Render every line of the items below as a Markdown table with the columns "Row" and "Line", numbering the rows and skipping blank lines. Leave the pictures out of the table.

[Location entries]
|---|

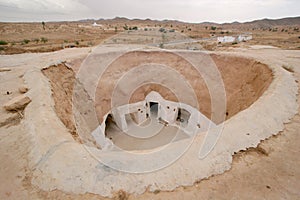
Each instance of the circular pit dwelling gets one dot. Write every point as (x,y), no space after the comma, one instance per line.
(135,118)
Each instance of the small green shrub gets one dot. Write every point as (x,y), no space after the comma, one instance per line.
(2,42)
(26,41)
(44,40)
(36,40)
(213,28)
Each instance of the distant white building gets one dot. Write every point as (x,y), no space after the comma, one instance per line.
(95,24)
(242,38)
(226,39)
(239,38)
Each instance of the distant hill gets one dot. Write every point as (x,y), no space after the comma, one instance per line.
(262,23)
(290,21)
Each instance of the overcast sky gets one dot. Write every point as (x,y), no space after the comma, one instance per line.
(184,10)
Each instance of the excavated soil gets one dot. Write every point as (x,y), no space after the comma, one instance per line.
(62,81)
(245,81)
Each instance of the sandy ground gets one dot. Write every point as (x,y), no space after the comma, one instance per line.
(268,172)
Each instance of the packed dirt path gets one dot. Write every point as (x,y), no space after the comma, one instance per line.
(270,171)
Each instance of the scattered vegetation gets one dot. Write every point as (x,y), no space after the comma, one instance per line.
(288,68)
(213,28)
(44,40)
(26,41)
(36,40)
(43,24)
(2,42)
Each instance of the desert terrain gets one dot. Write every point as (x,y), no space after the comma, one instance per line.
(46,119)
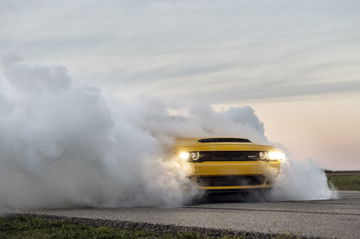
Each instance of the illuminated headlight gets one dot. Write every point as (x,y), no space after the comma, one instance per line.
(186,156)
(276,155)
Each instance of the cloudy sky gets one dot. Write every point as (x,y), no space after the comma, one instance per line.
(297,63)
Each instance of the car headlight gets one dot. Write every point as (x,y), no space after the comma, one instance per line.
(192,156)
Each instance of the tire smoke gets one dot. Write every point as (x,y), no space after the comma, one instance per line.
(67,145)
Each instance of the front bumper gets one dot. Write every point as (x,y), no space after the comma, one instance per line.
(230,176)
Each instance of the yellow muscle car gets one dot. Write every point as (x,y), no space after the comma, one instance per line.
(226,164)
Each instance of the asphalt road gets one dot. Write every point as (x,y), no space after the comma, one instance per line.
(339,218)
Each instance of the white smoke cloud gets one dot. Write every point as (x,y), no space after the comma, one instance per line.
(64,145)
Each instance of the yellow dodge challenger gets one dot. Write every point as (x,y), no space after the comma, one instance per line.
(225,164)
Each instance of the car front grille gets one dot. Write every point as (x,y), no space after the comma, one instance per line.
(229,156)
(218,181)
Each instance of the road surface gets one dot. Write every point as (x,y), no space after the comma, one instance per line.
(338,218)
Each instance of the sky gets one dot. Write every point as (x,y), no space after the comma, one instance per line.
(297,63)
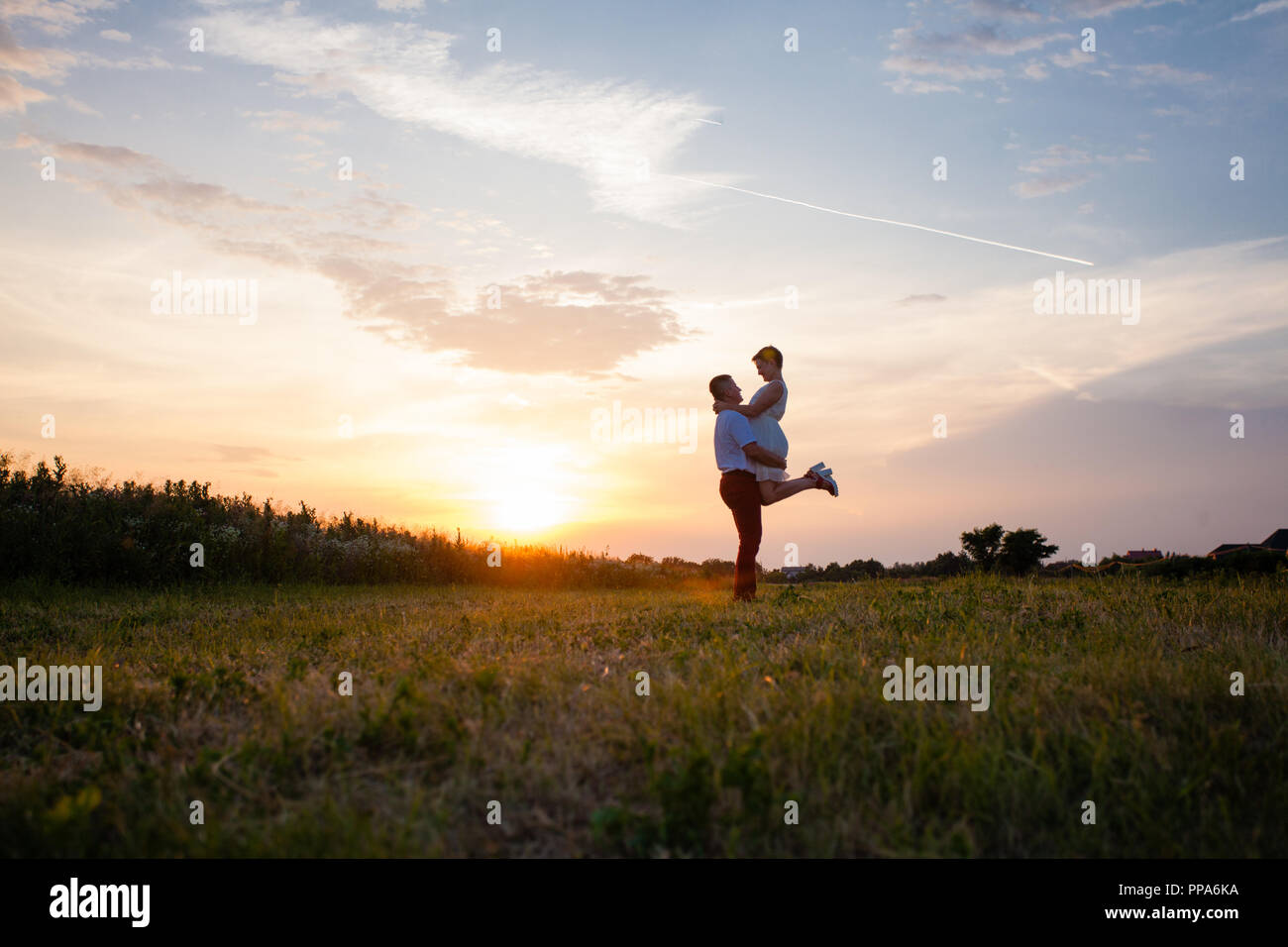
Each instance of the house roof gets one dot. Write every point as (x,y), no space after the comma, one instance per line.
(1228,548)
(1276,540)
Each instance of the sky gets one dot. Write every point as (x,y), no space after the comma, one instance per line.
(477,243)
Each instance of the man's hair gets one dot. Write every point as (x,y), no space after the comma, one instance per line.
(771,355)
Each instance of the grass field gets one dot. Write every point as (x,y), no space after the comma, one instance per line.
(1113,690)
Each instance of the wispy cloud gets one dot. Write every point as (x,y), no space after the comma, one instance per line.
(613,133)
(1261,11)
(14,97)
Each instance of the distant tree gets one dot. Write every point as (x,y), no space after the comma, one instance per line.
(983,544)
(948,565)
(1022,551)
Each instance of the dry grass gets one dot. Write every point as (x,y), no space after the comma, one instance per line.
(1115,690)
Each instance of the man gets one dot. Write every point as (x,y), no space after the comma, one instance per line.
(734,446)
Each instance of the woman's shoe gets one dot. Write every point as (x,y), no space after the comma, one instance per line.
(824,480)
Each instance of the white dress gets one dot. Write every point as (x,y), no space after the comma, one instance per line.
(771,436)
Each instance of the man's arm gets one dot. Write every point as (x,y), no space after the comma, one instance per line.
(767,458)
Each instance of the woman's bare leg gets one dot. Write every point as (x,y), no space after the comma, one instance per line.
(773,491)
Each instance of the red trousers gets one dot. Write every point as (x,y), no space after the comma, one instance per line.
(741,493)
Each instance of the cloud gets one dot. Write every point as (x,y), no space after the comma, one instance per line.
(1006,9)
(282,120)
(76,105)
(14,97)
(1162,72)
(54,17)
(1261,9)
(948,56)
(919,86)
(1051,184)
(606,129)
(38,63)
(949,68)
(579,324)
(1107,8)
(107,155)
(1063,157)
(55,63)
(980,38)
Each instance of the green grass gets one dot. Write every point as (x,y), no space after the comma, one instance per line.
(1116,690)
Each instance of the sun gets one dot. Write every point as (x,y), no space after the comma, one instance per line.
(529,508)
(526,487)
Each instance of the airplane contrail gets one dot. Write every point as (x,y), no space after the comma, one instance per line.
(881,219)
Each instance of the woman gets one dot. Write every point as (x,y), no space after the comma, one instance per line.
(765,410)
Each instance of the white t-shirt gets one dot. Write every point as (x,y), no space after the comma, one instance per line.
(733,433)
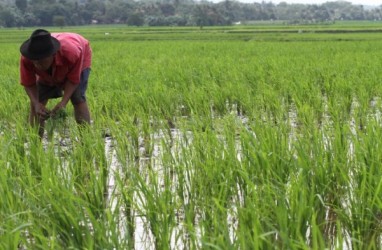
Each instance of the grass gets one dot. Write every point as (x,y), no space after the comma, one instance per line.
(215,140)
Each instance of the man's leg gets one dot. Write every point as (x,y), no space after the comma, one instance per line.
(36,120)
(81,109)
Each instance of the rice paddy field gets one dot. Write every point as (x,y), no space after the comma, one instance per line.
(251,137)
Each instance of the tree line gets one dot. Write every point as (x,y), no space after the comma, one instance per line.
(24,13)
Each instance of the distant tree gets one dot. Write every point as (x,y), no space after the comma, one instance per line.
(59,21)
(135,19)
(21,5)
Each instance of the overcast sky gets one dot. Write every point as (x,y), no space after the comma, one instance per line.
(363,2)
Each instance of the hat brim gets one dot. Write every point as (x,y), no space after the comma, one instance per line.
(33,56)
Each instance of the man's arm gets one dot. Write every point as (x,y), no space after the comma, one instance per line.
(69,89)
(39,108)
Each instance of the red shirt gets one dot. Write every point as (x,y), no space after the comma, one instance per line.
(69,61)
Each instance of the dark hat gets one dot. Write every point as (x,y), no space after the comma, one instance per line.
(40,45)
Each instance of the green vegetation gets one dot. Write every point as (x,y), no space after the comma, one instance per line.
(223,138)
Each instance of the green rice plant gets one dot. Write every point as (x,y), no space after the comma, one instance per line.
(363,218)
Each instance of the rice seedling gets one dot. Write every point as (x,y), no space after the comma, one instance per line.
(215,139)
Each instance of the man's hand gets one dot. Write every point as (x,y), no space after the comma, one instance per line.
(42,111)
(61,105)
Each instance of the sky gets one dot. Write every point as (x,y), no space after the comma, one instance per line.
(363,2)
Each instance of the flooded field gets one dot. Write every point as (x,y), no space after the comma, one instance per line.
(257,143)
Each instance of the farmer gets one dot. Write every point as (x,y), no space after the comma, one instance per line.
(52,66)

|---|

▸ **COMPLETE OUTPUT**:
| Row | Line |
|---|---|
| 1 | Each instance of the circular pit dwelling gets one dot. Write every point as (x,y), no space after the comma, one instance per line. |
| 2 | (135,118) |
| 3 | Each instance of the small green shrub gets one dot. Write every point as (x,y), no space after the comma, one instance per line. |
| 4 | (2,42) |
| 5 | (26,41) |
| 6 | (44,40) |
| 7 | (36,40) |
| 8 | (213,28) |
| 9 | Each instance of the distant white building gets one dot. Write every point as (x,y), no space after the comma, one instance per line. |
| 10 | (95,24) |
| 11 | (242,38) |
| 12 | (226,39) |
| 13 | (239,38) |
| 14 | Each instance of the distant hill gets one dot. Write every point as (x,y), no space after the comma, one instance per line. |
| 15 | (262,23) |
| 16 | (290,21) |
| 17 | Each instance of the overcast sky gets one dot. Write every point as (x,y), no space after the comma, one instance per line. |
| 18 | (184,10) |
| 19 | Each instance of the excavated soil gets one dot. Write every point as (x,y), no space after the comma, one instance per line. |
| 20 | (62,81) |
| 21 | (245,81) |
| 22 | Each instance of the sandy ground gets one dot. Write every point as (x,y), no space after the comma, one instance per line. |
| 23 | (268,172) |
| 24 | Each instance of the packed dirt path gets one dot. Write every point as (x,y), no space after the comma, one instance per line. |
| 25 | (270,171) |
| 26 | Each instance of the scattered vegetation gets one dot. Write every point as (x,y), no space after the comma, one instance per line. |
| 27 | (288,68) |
| 28 | (213,28) |
| 29 | (44,40) |
| 30 | (26,41) |
| 31 | (36,40) |
| 32 | (43,24) |
| 33 | (2,42) |
| 34 | Each instance of the desert terrain gets one dot. Write every point as (x,y), no space after the comma, one instance per line. |
| 35 | (46,119) |
| 36 | Each instance of the illuminated headlight gets one dot. Write every point as (x,y), no space after the comma, one instance per line. |
| 37 | (186,156) |
| 38 | (276,155) |
| 39 | Each instance of the cloudy sky gets one dot. Write every point as (x,y), no space after the comma, one instance per line. |
| 40 | (297,63) |
| 41 | Each instance of the car headlight gets one dot. Write every point as (x,y), no space after the comma, one instance per line. |
| 42 | (192,156) |
| 43 | Each instance of the tire smoke gets one dot. Write every point as (x,y), no space after the comma, one instance per line. |
| 44 | (67,145) |
| 45 | Each instance of the front bumper gets one dot. Write every point as (x,y), no space after the comma, one instance per line. |
| 46 | (230,176) |
| 47 | Each instance of the yellow muscle car gets one dot. Write every point as (x,y), no space after the comma, one instance per line. |
| 48 | (226,164) |
| 49 | Each instance of the asphalt road gets one dot. Write every point as (x,y), no space after the comma, one instance per line. |
| 50 | (339,218) |
| 51 | Each instance of the white smoke cloud gets one dot. Write every point as (x,y), no space after the comma, one instance per line. |
| 52 | (64,145) |
| 53 | Each instance of the yellow dodge challenger gets one dot. Write every point as (x,y), no space after the comma, one instance per line. |
| 54 | (225,164) |
| 55 | Each instance of the car front grille gets one dot. Write every point as (x,y), no space after the comma, one instance per line. |
| 56 | (229,156) |
| 57 | (218,181) |
| 58 | Each instance of the road surface gets one dot. Write every point as (x,y), no space after the comma, one instance per line. |
| 59 | (338,218) |
| 60 | Each instance of the sky gets one dot. Write every point as (x,y), no space after the comma, one instance per line. |
| 61 | (297,63) |
| 62 | Each instance of the house roof gets one dot. Write every point as (x,y), no space after the comma, one instance per line. |
| 63 | (1228,548) |
| 64 | (1276,540) |
| 65 | Each instance of the sky gets one dot. Write every point as (x,y), no space after the comma, one instance per line. |
| 66 | (477,243) |
| 67 | Each instance of the man's hair gets one dot. Write every point as (x,y), no space after the comma, one instance per line. |
| 68 | (771,355) |
| 69 | Each instance of the grass field gets one dot. Write every point as (x,y), no space after the comma, one instance per line. |
| 70 | (1113,690) |
| 71 | Each instance of the wispy cloud gets one dot. Write every point as (x,y), no space after the comma, one instance per line. |
| 72 | (613,133) |
| 73 | (1261,11) |
| 74 | (14,97) |
| 75 | Each instance of the distant tree gets one dot. Write every point as (x,y), no space after the comma, one instance per line. |
| 76 | (983,544) |
| 77 | (948,565) |
| 78 | (1022,551) |
| 79 | Each instance of the dry grass gets one dot. Write every point as (x,y), no space after the comma, one instance per line. |
| 80 | (1115,690) |
| 81 | Each instance of the man gets one dot. Write every point as (x,y), no space after the comma, one instance per line. |
| 82 | (734,446) |
| 83 | Each instance of the woman's shoe gets one dot. Write every point as (x,y), no space after the comma, one instance per line. |
| 84 | (824,480) |
| 85 | Each instance of the white dress gets one dot. Write every point as (x,y), no space after the comma, one instance per line. |
| 86 | (771,436) |
| 87 | Each instance of the man's arm gets one dot. Write every point as (x,y), no space after the comma, one instance per line. |
| 88 | (767,458) |
| 89 | Each instance of the woman's bare leg gets one dot. Write every point as (x,y), no space after the comma, one instance per line. |
| 90 | (773,491) |
| 91 | Each instance of the red trousers gets one dot. Write every point as (x,y), no space after the comma, one instance per line. |
| 92 | (741,493) |
| 93 | Each instance of the cloud gets one dot. Write every point as (x,y), no space after the comma, one instance per line. |
| 94 | (1006,9) |
| 95 | (282,120) |
| 96 | (76,105) |
| 97 | (14,97) |
| 98 | (1162,72) |
| 99 | (54,17) |
| 100 | (1261,9) |
| 101 | (948,56) |
| 102 | (919,86) |
| 103 | (1051,184) |
| 104 | (606,129) |
| 105 | (38,63) |
| 106 | (949,68) |
| 107 | (579,324) |
| 108 | (1107,8) |
| 109 | (107,155) |
| 110 | (1063,157) |
| 111 | (55,63) |
| 112 | (980,38) |
| 113 | Each instance of the green grass gets one dot. Write every point as (x,y), no space after the comma, one instance per line. |
| 114 | (1116,690) |
| 115 | Each instance of the sun gets one dot. Write every point as (x,y), no space after the comma, one instance per line. |
| 116 | (529,508) |
| 117 | (526,487) |
| 118 | Each instance of the airplane contrail gets one dot. Write every point as (x,y), no space after the comma, one instance per line. |
| 119 | (881,219) |
| 120 | Each instance of the woman gets one dot. Write every point as (x,y), no space after the comma, one instance per line. |
| 121 | (765,410) |
| 122 | Each instance of the white t-shirt gets one dot. Write every point as (x,y), no space after the comma, one instance per line. |
| 123 | (733,433) |
| 124 | Each instance of the grass gets one dot. Write every point as (x,y), no space after the comma, one instance per line. |
| 125 | (215,140) |
| 126 | Each instance of the man's leg gets one dot. Write every point as (x,y), no space after the comma, one instance per line. |
| 127 | (36,120) |
| 128 | (81,109) |
| 129 | Each instance of the rice paddy field gets one dot. Write every point as (x,y), no space after the comma, one instance per line. |
| 130 | (251,137) |
| 131 | Each instance of the tree line gets one dot. Write every point as (x,y), no space after the comma, one instance per line. |
| 132 | (24,13) |
| 133 | Each instance of the distant tree gets one dot. Write every point as (x,y), no space after the comma, one instance per line. |
| 134 | (59,21) |
| 135 | (135,19) |
| 136 | (21,5) |
| 137 | Each instance of the overcast sky gets one dot. Write every point as (x,y), no space after the comma, one instance per line. |
| 138 | (363,2) |
| 139 | Each instance of the hat brim gets one dot. Write every point as (x,y), no space after the comma, one instance per line. |
| 140 | (33,56) |
| 141 | Each instance of the man's arm gets one dot. Write every point as (x,y), no space after the comma, one instance per line. |
| 142 | (69,89) |
| 143 | (39,108) |
| 144 | Each instance of the red shirt gets one dot. Write every point as (x,y), no space after the comma, one instance per line. |
| 145 | (69,61) |
| 146 | Each instance of the dark hat gets one dot. Write every point as (x,y), no space after the comma, one instance per line. |
| 147 | (40,45) |
| 148 | Each instance of the green vegetation gets one dot. Write every point as (x,y), no space after the comma, one instance per line. |
| 149 | (223,138) |
| 150 | Each instance of the green rice plant gets one dot. Write every point as (x,y), no space after the comma, one instance per line. |
| 151 | (363,218) |
| 152 | Each instance of the rice seedling gets one dot. Write every point as (x,y), no space after the comma, one instance per line. |
| 153 | (215,139) |
| 154 | Each instance of the man's hand gets one dot. Write every point as (x,y), no space after the comma, one instance per line. |
| 155 | (42,111) |
| 156 | (61,105) |
| 157 | Each instance of the sky gets one dot. Write every point as (x,y), no space after the comma, one instance per line. |
| 158 | (363,2) |
| 159 | Each instance of the flooded field gets one dot. Write every point as (x,y), no space after the comma, one instance per line. |
| 160 | (257,143) |
| 161 | Each instance of the farmer gets one dot. Write every point as (x,y), no space after the comma, one instance per line. |
| 162 | (52,66) |